**Work to do:** Restate the whole listing exactly.

**Items:**
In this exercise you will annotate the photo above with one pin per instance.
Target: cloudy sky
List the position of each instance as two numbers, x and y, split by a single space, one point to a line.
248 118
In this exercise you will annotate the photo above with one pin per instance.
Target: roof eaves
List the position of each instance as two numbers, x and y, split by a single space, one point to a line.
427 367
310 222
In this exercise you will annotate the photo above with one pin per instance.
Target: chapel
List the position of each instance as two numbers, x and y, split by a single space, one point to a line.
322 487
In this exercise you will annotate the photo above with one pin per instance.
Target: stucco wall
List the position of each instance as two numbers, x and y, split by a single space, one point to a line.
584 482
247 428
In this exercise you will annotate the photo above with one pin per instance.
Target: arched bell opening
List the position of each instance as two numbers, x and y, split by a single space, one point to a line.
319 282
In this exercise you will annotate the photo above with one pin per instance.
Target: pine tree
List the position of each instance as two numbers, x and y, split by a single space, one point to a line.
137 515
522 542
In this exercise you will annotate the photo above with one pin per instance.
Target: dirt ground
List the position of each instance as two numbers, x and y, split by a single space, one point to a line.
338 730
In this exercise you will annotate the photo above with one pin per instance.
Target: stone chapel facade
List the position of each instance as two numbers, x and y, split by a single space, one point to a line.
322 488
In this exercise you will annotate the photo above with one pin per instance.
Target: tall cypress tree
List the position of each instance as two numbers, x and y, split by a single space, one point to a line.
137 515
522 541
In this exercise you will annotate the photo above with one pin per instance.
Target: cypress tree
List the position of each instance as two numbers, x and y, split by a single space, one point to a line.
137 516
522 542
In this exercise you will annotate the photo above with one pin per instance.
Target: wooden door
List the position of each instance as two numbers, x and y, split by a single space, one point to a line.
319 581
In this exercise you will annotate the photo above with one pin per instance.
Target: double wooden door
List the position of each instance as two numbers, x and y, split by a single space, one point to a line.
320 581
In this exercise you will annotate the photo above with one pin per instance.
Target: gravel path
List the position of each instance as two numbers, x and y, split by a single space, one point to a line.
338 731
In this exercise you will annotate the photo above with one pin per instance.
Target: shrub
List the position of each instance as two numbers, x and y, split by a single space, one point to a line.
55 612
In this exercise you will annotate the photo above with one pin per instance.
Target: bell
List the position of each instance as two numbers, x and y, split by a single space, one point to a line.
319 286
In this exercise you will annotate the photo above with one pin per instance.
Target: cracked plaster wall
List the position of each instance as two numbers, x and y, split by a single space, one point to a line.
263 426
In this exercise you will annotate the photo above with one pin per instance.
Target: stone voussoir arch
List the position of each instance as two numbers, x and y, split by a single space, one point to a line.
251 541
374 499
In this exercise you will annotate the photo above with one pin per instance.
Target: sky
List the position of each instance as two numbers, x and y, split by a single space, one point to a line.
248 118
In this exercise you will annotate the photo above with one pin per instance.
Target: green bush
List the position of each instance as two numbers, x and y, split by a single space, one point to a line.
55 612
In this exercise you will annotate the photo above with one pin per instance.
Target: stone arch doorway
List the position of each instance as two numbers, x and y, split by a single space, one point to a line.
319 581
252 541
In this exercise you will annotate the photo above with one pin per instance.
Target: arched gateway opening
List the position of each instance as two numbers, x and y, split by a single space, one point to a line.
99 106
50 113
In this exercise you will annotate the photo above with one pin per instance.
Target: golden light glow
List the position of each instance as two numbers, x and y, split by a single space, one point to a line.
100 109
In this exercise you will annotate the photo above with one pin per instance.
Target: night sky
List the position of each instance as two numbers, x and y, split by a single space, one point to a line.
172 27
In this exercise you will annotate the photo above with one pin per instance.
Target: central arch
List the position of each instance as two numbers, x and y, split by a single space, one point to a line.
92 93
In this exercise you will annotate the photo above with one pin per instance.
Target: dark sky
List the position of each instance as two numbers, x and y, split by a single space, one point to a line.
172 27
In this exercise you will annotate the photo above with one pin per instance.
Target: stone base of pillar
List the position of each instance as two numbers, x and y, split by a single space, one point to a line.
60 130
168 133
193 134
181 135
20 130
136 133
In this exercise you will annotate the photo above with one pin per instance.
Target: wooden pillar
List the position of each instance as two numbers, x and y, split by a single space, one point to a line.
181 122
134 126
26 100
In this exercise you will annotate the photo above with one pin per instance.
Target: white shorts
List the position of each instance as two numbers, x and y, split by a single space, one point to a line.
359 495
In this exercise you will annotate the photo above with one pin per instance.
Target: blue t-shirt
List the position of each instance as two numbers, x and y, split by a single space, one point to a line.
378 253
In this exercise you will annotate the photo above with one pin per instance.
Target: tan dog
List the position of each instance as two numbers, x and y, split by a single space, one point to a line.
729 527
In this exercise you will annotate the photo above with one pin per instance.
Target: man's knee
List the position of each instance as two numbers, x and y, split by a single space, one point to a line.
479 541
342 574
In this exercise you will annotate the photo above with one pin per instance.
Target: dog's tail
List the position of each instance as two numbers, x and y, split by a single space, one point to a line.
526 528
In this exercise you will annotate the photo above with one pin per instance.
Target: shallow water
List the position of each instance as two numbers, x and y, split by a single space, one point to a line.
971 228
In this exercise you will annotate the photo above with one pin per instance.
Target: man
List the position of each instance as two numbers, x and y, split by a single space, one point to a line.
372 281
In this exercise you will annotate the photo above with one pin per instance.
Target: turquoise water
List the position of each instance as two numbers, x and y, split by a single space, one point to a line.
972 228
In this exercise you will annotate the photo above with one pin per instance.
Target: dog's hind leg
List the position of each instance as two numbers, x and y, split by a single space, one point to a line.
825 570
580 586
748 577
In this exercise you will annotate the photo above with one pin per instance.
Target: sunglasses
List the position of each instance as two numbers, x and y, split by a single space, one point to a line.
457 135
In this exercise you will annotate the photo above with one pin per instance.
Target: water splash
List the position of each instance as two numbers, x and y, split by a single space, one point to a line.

**Answer in full:**
In this exercise you will annotate the photo above with one pin per instance.
Target: cloudy sky
List the position of each instance as two numbers, x and y, split by a single space, one point to a line.
248 118
In this exercise you will annotate the photo above with one pin per instance.
Target: roof eaves
List the position of each instance as two numbers, x and y, split by a single space, one point to a line.
427 367
310 222
In this exercise you will annotate the photo above with one pin per instance.
Target: chapel
List the position of each instance as two numbers, x and y, split by a single space, one point to a line.
322 487
In this exercise you will annotate the photo above with one pin per instance.
Target: stucco wall
List the position of each instance as two numbers, x and y, split by a single space, one point to a line.
584 482
247 428
In this exercise you will annotate the photo above with one pin per instance.
Target: arched bell opening
List the position of each instance as two numbers, x and y, split by a single space, one point to a line.
319 282
In this exercise you will annotate the photo above with one pin per instance.
Target: pine tree
List the position of each instance as two numbers, x and y, split by a single space, one point to a line.
137 515
522 542
In this exercise you will annotate the photo above with one pin per instance.
Target: dirt ground
List the position of each instance as two numbers, x and y, split by a single space, one point to a line.
338 730
In this exercise you will annotate the photo above with one pin per instance.
Target: stone chapel facade
List the position of each instance as two numbers, x and y, split by a single space, one point to a line.
322 488
In this exercise you will annotate the photo above with one pin per instance.
Target: tall cypress tree
List the position of each instance as two numbers, x and y, split by a single space, one point to a line.
137 515
522 541
In this exercise you will annotate the photo above with one pin per instance.
Target: cypress tree
List the position of each instance as two numbers, x and y, split by a single space, one point to a line.
137 516
522 542
In this exercise you will annotate the photo above with one pin per instance.
Target: wooden door
List the position of each instance as two numbers, x and y, split by a single space, one point to a line.
319 581
In this exercise you will annotate the photo above with one pin per instance.
Target: double wooden door
List the position of each instance as two numbers, x and y, split by a single space, one point to a line.
320 581
In this exercise you will annotate the photo above with one pin per instance.
Target: gravel path
List the position of each instance as two numbers, x and y, split by a single space, one point to a line.
338 731
In this exercise you will annotate the photo above with one pin per instance.
Target: shrub
List the position of each instance as two numbers, x and y, split by a single space, one point to a line.
55 612
In this exercise you will annotate the photo above with one pin per instance.
Target: bell
List the position of each instance as two numbers, x and y, split by a single space, one point to a line.
319 286
In this exercise you will annotate the photo above with one pin per instance.
Target: cracked plaster wall
List the position of each instance as two numbers, x and y, split by a single space, one point to a line.
263 426
In this exercise you will annotate the photo above with one pin per instance.
Target: stone voussoir arch
List the position of each instance as two numbers, x and y, split by a single space, one point to a line.
251 541
374 499
In this exercise you will annotate the photo above with one pin per instance.
Target: sky
List the position of each instance as two numbers, x and y, split by a single space, one point to a line.
248 118
In this exercise you will annotate the photo above with one pin per instance.
Target: green bush
List the position of each instance as two numbers, x and y, split by a single space, one point to a line.
55 612
In this exercise you will annotate the photo above with one pin per instance.
Target: stone arch doorway
List the position of each instance as two numbers, x and y, split by a single space, one point to a line.
319 581
252 541
In this exercise you will annotate the photo above with one pin per instance.
Target: arched gateway opening
List the position of each instance as two numbers, x and y, split by a single space, one point to a line.
99 106
50 113
In this exercise you will annotate the photo above with one pin per instance.
Target: golden light glow
List the position of each instance as two numbers, x and y, split by a single space, one point to a line.
100 109
In this exercise you will annotate the photo above with one pin per instance.
Target: night sky
List the position of each instance as two numbers, x and y, split by a single space, one point to a line.
172 27
In this exercise you will annotate the photo above with one pin per instance.
Target: central arch
List the position of each instance as two numbers, x and y, split by a single space, one point to a line.
92 93
In this exercise you will annotate the photo above with one pin per instance.
Target: dark sky
List the position of each instance as two numbers, x and y, split by a single space, one point to a line.
172 27
In this exercise you will annotate the photo above with one pin per instance.
Target: stone base of pillar
List the position of each instance as two numbers, x and y, split by a single space, one point to a line.
60 130
168 133
193 134
181 135
20 130
136 133
In this exercise you will annotate the photo above with one pin per instance.
Target: wooden pillar
List the position of each instance as two numbers, x and y, split by a single space, one point to a line.
181 122
134 126
26 100
In this exercise you will annotate the photo above with one pin per instance.
Target: white shorts
List the position of each instance as two numbers, x and y, split by a single space, one point to a line.
359 495
In this exercise you will annotate the photo above with one pin per instance.
Target: blue t-shirt
List the position of each instance as two numbers, x and y, split by a single space, one point to a line.
378 253
In this exercise you will annotate the photo above with one pin per instance.
Target: tan dog
List the position of each instance as two numbers, x and y, split by a single space, one point to a line.
729 527
In this exercise you will annotate the photo above with one pin per instance.
Target: man's knee
List the position of each instance as two numbers, x and y, split by a single space, one point to a line.
479 541
342 574
In this exercise you will annotate the photo above with one pin per instance.
Target: dog's tail
List the position of each instance as two numbers, x and y, split by a single space, one point to a line.
526 528
In this exercise you will annotate the photo above with one pin per instance.
Target: shallow water
List the position of each instance as two numbers, x and y, split by a single space, one point to a line.
971 228
In this exercise you will annotate the photo above with one pin per instance.
Target: man
List the position of each instance as two numbers, x and y, split by a single space, one point to a line.
372 281
In this exercise you will annotate the photo above with one pin per instance.
Target: turquoise water
List the position of each instance as two numbers, x and y, split by a single space, one point to a line.
972 228
In this exercise you will annotate the photo above with one pin per instance.
Target: dog's hind leg
List the position of each instance as two numbers, x and y, split by a single space, one point to a line.
825 570
580 586
748 577
In this exercise you will annotate the photo above with one pin per instance.
Target: sunglasses
List the position of each instance as two numbers, x and y, split by a single space, one point to a line.
457 135
In this exercise you will annotate the photo above with one pin per instance.
Target: water splash
List the position of each instance as two numbers, x and y, split by a single space, one point to a line.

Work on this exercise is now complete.